*What you need to do:*
In the items below, find every line that contains the string "stem" with its case matching, and copy each of those lines.

* START *

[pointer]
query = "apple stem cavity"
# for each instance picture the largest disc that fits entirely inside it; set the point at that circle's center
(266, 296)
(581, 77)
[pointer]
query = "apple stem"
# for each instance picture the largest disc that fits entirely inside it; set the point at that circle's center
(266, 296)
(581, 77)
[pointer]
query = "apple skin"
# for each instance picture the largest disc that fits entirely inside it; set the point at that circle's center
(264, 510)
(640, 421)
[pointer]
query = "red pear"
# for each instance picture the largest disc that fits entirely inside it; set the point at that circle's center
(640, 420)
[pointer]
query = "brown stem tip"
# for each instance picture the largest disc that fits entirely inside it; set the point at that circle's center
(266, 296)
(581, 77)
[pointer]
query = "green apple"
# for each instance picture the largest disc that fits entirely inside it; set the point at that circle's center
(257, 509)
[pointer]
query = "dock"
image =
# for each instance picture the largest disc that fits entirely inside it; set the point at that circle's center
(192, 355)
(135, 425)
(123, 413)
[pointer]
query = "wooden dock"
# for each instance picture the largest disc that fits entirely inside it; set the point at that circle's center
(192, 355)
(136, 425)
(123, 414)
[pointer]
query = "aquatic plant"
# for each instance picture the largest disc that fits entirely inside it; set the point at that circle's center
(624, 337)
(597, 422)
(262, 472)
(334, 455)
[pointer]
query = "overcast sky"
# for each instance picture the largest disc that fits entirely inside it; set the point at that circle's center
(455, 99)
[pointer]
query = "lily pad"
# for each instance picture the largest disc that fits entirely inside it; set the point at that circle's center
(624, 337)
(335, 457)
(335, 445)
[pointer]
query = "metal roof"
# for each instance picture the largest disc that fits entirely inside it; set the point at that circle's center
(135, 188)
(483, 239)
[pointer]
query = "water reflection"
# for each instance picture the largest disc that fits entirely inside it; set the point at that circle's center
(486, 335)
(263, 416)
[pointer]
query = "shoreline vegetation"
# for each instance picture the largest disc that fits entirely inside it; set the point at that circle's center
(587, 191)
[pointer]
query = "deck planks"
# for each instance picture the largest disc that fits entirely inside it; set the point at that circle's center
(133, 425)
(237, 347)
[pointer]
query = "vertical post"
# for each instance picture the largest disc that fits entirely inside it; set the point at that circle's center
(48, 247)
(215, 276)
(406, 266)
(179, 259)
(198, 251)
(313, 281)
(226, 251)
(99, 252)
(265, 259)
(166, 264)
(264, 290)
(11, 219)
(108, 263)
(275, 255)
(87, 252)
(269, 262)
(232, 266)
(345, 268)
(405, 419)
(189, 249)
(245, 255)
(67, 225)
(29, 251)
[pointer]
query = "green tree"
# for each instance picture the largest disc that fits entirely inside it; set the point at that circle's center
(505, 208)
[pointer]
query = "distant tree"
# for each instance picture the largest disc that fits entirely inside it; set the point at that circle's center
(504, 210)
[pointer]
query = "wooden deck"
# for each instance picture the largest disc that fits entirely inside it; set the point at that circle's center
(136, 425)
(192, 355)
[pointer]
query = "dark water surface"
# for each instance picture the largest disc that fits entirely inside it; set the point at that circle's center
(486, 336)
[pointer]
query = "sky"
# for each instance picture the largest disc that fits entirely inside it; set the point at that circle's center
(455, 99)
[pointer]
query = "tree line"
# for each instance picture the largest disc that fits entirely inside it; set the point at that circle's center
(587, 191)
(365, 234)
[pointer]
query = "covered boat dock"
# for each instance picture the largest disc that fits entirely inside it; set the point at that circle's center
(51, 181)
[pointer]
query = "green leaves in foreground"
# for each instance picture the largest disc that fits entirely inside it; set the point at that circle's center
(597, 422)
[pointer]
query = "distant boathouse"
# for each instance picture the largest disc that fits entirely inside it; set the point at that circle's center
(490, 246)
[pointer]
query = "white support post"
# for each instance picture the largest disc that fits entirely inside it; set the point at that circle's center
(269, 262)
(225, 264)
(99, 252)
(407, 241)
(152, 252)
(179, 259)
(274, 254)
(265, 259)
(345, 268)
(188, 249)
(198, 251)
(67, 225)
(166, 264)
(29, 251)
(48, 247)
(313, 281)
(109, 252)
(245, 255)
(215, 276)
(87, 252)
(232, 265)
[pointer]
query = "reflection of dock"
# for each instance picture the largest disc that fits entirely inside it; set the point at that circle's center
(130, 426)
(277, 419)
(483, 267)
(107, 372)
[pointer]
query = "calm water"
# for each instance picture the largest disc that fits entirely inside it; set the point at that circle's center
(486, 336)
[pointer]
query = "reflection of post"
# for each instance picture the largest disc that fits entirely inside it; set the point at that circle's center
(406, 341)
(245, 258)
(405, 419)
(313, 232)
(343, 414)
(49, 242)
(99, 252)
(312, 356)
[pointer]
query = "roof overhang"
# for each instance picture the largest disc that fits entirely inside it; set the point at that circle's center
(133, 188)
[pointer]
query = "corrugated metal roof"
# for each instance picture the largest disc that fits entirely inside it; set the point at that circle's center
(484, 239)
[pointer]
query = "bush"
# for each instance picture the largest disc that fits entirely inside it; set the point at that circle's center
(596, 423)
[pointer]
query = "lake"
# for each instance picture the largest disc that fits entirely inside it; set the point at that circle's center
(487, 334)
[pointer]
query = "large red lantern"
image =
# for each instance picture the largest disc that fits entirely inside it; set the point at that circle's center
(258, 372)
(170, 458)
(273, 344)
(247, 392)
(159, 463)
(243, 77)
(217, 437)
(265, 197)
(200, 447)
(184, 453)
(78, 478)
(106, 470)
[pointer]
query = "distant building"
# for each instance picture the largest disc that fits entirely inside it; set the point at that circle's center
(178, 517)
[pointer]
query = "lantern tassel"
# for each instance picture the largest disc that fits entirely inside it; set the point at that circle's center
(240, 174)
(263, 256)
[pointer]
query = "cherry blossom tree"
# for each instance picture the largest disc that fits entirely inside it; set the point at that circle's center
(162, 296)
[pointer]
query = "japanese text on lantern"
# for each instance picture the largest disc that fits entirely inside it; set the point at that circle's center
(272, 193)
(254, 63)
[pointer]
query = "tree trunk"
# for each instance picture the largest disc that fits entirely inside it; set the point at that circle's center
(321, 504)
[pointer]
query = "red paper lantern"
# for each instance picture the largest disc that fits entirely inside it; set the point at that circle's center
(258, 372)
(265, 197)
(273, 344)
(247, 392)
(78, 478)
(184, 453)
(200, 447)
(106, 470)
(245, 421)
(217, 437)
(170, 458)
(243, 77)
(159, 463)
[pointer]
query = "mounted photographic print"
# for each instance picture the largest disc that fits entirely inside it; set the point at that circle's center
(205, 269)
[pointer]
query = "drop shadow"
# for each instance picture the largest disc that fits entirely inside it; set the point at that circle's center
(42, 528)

* END *
* START *

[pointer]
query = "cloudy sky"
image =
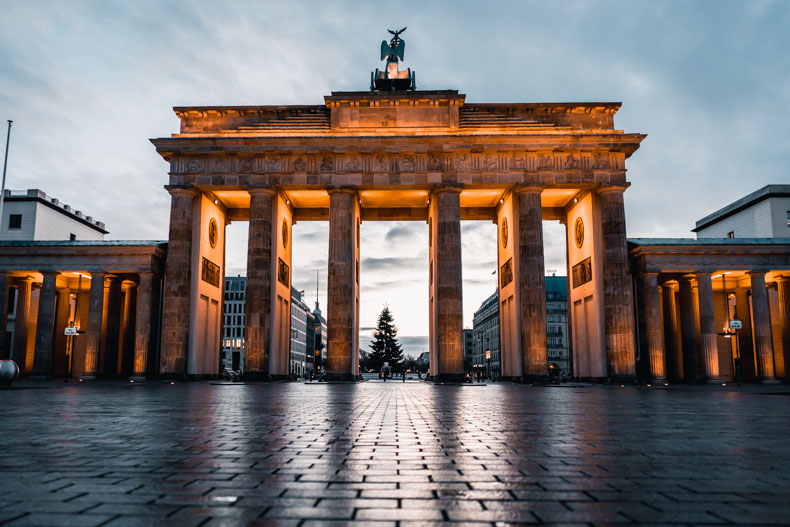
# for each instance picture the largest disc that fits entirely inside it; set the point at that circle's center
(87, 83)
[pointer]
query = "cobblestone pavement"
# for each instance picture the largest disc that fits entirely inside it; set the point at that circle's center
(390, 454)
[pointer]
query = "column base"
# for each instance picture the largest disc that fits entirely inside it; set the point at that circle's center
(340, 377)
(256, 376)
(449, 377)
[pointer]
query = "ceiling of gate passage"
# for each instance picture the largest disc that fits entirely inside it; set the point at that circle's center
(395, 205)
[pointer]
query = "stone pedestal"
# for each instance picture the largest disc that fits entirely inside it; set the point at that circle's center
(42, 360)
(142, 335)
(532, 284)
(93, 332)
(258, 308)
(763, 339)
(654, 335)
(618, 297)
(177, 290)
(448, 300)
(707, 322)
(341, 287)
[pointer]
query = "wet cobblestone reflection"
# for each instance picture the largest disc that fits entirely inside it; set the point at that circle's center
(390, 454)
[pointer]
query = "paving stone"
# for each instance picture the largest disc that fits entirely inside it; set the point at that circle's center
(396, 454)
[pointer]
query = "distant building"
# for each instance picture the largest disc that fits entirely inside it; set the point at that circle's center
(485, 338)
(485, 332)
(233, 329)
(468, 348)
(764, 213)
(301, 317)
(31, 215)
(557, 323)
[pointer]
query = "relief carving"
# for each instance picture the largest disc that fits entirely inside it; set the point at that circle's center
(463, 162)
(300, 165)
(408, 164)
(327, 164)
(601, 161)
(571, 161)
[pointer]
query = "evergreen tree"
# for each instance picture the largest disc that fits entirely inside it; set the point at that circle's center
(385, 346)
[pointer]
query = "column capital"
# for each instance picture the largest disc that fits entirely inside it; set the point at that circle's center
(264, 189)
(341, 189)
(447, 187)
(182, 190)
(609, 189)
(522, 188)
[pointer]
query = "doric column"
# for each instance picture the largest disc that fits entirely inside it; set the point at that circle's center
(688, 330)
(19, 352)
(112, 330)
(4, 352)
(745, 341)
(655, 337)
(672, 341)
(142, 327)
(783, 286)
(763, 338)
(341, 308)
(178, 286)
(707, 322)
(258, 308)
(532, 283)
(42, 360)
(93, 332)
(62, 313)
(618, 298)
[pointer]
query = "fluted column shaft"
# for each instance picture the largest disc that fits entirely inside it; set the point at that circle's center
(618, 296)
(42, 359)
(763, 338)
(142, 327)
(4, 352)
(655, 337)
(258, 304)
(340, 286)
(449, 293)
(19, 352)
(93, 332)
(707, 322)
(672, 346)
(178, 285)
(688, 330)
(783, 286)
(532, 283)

* END *

*Final result:*
query = "apple stem cavity"
query = "apple stem"
query = "brown stem tip"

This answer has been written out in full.